TEXT PROVIDED:
= = =
# old meat?



## Zoe2007 (Sep 28, 2010)

I left some pork in the fridge for a few days... starting to have a green tint... could I still freeze and feed?? Eek.. I really don't think I will be feeding this to my dogs but I am curious.


----------



## jdatwood (Apr 13, 2009)

Absolutely! Raw fed dogs can handle all kinds of green stinky meat. We've fed green lamb ribs that STUUUNK. Natalie smelled them across the house from outside and was like WTF smells so bad.

The girls on the other hand LOVED them. They did have a little extra gas the next day but that's all.

We routinely feed meats that you never would consider eating yourself.

We got a couple of hundred pounds of pork roasts a few months ago that were past their date and were going to be thrown away. They all went green within a day or two of getting them. We froze them and they're part of our feeding schedule now.


----------



## hbwright (Jul 14, 2010)

I have fed green stinky chicken and pigs feet that were all slimy and Ugh!! I wish I wore gloves with those, the slime sloughed off in my hands. Yuck!! The dogs thought they were great. Word of advice.......take outside and feed. When I opened it in the kitchen the whole house stunk. At least outside only the kids playing basketball by the sideyard got to smell it.


----------



## SamWu1 (Oct 15, 2010)

This explaination should be comforting if you're concerned about feeding "ripe" meat. Unlike us, food can stay in a dog's stomach for up to 8 hours before moving on to the small intetsine, so the pathogens stay in an acidic environment, minimizing any chance of survival and multiplying.
= = =
GIVEN ENTRIES:
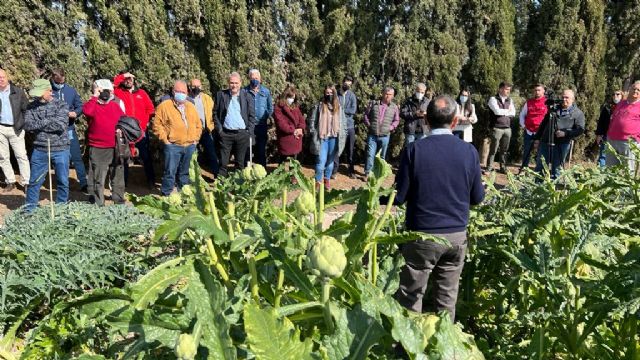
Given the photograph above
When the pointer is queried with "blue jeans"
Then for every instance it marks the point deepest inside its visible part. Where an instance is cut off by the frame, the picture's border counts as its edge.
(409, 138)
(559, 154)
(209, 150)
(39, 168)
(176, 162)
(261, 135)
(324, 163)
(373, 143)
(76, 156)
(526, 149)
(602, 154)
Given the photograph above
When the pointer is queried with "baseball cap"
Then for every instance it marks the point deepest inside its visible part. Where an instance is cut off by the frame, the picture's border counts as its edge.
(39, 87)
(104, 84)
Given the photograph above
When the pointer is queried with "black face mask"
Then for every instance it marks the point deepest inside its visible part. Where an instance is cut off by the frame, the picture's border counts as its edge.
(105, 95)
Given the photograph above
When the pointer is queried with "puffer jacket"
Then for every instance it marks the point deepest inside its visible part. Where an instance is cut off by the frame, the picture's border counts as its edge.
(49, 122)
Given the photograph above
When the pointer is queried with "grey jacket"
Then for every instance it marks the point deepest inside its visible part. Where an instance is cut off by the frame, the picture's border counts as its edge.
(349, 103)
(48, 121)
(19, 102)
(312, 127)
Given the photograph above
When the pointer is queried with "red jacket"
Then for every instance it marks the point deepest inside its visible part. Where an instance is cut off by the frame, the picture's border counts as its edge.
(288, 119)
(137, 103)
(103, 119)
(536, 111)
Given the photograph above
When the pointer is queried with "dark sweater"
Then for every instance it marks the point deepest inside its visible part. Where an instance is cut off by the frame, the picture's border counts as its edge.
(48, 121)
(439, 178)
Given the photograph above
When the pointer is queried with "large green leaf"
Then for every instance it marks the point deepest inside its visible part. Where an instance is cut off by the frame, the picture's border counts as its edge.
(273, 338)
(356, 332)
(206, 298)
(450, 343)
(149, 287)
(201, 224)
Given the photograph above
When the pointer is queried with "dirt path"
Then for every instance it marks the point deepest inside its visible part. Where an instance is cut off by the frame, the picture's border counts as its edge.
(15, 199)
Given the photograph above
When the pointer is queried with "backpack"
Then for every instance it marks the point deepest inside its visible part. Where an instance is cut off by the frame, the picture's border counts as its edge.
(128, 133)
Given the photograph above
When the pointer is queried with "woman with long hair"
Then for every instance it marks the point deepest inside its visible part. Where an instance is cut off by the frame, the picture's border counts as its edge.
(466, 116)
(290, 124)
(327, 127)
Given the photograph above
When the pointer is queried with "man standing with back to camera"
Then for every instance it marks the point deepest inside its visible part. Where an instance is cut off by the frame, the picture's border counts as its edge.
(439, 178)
= = =
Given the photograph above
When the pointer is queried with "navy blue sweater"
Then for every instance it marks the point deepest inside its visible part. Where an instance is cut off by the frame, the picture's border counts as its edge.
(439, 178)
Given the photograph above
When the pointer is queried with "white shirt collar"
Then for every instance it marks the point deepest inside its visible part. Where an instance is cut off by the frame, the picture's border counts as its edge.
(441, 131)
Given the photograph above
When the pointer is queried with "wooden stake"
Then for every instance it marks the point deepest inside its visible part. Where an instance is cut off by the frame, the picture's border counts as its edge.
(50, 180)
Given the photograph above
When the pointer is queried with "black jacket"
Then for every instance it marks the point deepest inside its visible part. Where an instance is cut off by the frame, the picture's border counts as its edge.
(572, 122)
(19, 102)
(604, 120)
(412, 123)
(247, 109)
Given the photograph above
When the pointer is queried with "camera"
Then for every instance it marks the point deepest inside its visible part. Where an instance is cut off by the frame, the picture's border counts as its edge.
= = =
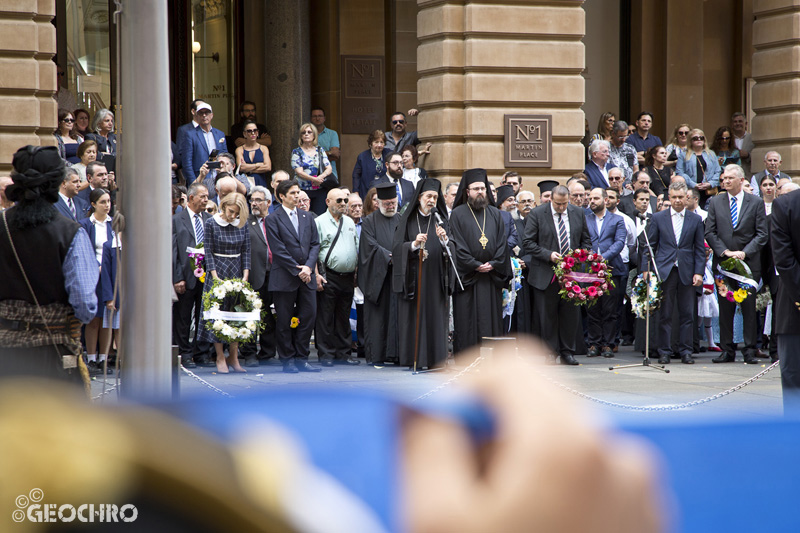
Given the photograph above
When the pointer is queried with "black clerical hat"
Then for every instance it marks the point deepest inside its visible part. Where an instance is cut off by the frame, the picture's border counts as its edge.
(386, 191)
= = =
TASK A: In the forum thread on old meat, what reason does the last post give for why feeding "ripe" meat to dogs need not be a worry?
TASK B: Please copy out the passage of the forum thread on old meat starting at "## jdatwood (Apr" and ending at "feeding schedule now.".

EXPECTED OUTPUT A: Food can stay in a dog's stomach for up to 8 hours before it moves on to the small intestine. During that time any pathogens stay in an acidic environment, which minimizes their chance of surviving and multiplying.

EXPECTED OUTPUT B:
## jdatwood (Apr 13, 2009)

Absolutely! Raw fed dogs can handle all kinds of green stinky meat. We've fed green lamb ribs that STUUUNK. Natalie smelled them across the house from outside and was like WTF smells so bad.

The girls on the other hand LOVED them. They did have a little extra gas the next day but that's all.

We routinely feed meats that you never would consider eating yourself.

We got a couple of hundred pounds of pork roasts a few months ago that were past their date and were going to be thrown away. They all went green within a day or two of getting them. We froze them and they're part of our feeding schedule now.